## DESCRIPTION OF THE TASK
List each comment number in the bug thread below, along with the poster named in that comment's header line.

Comment 22 IBM Bug Proxy 2006-12-22 21:46:03 UTC
----- Additional Comments From marksmit.com  2006-12-22 16:42 EDT -------
Even on a system that I cannot get to recreate this problem at install, I run:
yum install kernel-2.6.18-1.2849.fc6   
and it will recreate.  In the transaction, it only offers to download and 
install one package.  Whereas
yum install kernel
will pull the newer kernel version, but offer to download 2 packages - the ppc 
and ppc64 packages, and the resulting install is the correct ppc64 kernel.

So in theory this should recreatable on any ppc64 system installed with FC6.  
Just run: 
yum install kernel-2.6.18-1.2849.fc6 

Comment 23 IBM Bug Proxy 2006-12-22 21:50:45 UTC
----- Additional Comments From marksmit.com  2006-12-22 16:46 EDT -------
Oops.  correction to previous post:
On this system that does not recreate this problem at install, 
yum install kernel-2.6.18-1.2849.fc6   recreates, but so does
yum install kernel
It will offer to download 2 packages in the 2nd case, but still chooses to 
install the ppc 32bit one. 

Comment 24 Jeremy Katz 2007-01-03 18:47:23 UTC
Fixed with yum 3.0.2 or later

Comment 25 IBM Bug Proxy 2007-01-12 22:26:16 UTC
----- Additional Comments From marksmit.com  2007-01-12 17:23 EDT -------
This still recreates for the victim that originally recreated at install (FC6-
gold installs 32bit kernel).

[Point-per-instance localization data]
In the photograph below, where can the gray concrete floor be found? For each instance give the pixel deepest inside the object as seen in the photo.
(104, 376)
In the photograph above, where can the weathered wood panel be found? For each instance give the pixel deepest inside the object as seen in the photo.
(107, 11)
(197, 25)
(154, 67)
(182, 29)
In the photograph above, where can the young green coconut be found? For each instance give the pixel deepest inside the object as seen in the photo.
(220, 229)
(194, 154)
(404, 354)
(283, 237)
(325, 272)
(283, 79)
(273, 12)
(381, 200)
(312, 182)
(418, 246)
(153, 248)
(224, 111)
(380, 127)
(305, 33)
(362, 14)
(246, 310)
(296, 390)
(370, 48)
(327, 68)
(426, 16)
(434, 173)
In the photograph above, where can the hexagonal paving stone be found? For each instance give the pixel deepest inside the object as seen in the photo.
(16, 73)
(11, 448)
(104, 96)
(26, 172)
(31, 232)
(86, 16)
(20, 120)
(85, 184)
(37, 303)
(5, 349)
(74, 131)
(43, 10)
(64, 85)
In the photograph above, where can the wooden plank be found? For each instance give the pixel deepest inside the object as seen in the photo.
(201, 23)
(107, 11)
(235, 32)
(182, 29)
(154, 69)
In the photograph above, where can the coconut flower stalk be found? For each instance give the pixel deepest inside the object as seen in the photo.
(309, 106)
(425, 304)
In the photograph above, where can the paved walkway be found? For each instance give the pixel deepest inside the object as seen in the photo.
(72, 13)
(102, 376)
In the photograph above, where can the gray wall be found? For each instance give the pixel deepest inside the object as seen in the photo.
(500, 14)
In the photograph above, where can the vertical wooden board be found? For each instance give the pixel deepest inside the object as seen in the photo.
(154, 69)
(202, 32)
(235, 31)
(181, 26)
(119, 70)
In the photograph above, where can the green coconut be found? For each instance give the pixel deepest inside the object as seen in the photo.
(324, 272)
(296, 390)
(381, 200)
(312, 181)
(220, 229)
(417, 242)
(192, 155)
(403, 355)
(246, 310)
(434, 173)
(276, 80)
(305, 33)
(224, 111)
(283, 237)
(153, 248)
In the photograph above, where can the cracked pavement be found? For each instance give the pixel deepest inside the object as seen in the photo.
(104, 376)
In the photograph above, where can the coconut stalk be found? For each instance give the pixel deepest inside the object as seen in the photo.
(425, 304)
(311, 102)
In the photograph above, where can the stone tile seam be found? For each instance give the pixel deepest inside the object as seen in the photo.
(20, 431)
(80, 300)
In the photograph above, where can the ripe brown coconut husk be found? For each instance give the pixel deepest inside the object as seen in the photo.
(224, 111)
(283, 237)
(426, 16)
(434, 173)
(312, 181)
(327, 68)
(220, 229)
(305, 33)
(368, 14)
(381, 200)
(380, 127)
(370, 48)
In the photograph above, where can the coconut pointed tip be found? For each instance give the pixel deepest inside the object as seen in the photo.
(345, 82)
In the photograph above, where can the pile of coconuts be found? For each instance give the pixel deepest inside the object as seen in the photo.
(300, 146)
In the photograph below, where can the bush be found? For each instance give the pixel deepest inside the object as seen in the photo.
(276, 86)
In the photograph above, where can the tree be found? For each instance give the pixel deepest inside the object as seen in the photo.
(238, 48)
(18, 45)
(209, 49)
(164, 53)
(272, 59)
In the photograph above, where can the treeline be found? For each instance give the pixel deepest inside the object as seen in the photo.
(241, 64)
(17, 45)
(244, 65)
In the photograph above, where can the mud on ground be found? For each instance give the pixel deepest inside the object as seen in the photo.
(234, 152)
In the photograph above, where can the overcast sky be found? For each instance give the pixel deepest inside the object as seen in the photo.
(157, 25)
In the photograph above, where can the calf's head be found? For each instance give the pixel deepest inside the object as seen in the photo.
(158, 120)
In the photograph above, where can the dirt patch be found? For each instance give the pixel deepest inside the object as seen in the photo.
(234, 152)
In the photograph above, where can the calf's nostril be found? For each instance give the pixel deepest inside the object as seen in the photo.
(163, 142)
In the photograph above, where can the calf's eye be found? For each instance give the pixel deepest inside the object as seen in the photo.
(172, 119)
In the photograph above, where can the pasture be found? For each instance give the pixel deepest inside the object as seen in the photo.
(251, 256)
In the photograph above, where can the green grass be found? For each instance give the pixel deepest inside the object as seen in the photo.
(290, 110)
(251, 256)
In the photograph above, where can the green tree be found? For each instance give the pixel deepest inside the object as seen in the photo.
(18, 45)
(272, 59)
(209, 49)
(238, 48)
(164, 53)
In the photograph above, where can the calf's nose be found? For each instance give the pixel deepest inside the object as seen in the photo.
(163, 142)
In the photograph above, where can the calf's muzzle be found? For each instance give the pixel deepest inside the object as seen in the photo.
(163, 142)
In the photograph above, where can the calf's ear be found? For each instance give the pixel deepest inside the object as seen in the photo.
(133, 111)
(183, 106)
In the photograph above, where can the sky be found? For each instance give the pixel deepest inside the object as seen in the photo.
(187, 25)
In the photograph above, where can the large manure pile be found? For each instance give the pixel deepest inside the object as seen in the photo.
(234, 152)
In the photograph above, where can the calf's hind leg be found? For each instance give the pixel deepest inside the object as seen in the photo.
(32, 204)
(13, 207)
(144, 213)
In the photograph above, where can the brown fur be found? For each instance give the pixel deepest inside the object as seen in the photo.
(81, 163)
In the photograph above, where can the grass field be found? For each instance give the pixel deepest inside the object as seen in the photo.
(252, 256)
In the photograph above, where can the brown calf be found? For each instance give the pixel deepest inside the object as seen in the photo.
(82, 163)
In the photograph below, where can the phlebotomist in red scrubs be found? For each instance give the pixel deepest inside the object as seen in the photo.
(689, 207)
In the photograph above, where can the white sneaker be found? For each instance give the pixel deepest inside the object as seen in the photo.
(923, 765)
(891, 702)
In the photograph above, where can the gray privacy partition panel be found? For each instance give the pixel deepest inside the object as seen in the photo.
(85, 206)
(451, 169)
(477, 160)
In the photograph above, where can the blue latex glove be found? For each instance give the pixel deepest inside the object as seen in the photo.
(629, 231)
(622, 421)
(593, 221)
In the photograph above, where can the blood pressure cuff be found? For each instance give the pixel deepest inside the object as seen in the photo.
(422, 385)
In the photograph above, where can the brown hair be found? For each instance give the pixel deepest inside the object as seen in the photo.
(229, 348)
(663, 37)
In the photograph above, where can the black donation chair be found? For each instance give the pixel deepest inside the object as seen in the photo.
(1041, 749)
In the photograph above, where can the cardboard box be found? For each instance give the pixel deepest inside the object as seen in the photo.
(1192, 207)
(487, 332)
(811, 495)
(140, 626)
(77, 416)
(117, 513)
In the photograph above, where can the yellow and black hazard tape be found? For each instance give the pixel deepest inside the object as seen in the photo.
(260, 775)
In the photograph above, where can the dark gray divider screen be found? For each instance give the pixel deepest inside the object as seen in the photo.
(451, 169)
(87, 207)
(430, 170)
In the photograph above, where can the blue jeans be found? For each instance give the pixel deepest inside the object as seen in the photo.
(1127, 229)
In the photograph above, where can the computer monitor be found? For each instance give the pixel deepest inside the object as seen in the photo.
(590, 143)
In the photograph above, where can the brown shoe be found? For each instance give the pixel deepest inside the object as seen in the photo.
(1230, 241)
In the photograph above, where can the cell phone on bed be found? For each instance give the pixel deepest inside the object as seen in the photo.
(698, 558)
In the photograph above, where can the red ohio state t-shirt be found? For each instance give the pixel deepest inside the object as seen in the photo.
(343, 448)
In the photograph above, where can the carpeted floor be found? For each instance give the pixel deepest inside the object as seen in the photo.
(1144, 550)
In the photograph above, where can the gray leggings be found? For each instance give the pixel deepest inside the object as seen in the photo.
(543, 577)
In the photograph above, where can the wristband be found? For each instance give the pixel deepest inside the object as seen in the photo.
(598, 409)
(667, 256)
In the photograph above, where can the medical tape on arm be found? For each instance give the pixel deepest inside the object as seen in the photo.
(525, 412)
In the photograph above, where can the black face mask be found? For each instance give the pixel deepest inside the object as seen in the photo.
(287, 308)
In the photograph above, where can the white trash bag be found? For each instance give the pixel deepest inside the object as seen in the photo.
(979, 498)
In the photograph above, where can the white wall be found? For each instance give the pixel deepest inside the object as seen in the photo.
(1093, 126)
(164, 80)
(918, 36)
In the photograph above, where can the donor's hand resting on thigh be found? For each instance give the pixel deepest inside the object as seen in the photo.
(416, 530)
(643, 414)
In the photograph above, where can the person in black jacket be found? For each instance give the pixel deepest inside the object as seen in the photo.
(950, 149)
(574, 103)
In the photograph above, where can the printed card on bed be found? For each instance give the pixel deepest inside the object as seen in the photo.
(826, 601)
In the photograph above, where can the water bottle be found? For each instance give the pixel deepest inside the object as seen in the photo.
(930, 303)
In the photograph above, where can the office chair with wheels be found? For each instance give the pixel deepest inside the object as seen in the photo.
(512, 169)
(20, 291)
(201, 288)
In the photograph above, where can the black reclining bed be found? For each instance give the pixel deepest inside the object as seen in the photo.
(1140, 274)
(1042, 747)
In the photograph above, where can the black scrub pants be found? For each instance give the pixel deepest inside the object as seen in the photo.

## ANSWER SPACE
Comment 22: IBM Bug Proxy
Comment 23: IBM Bug Proxy
Comment 24: Jeremy Katz
Comment 25: IBM Bug Proxy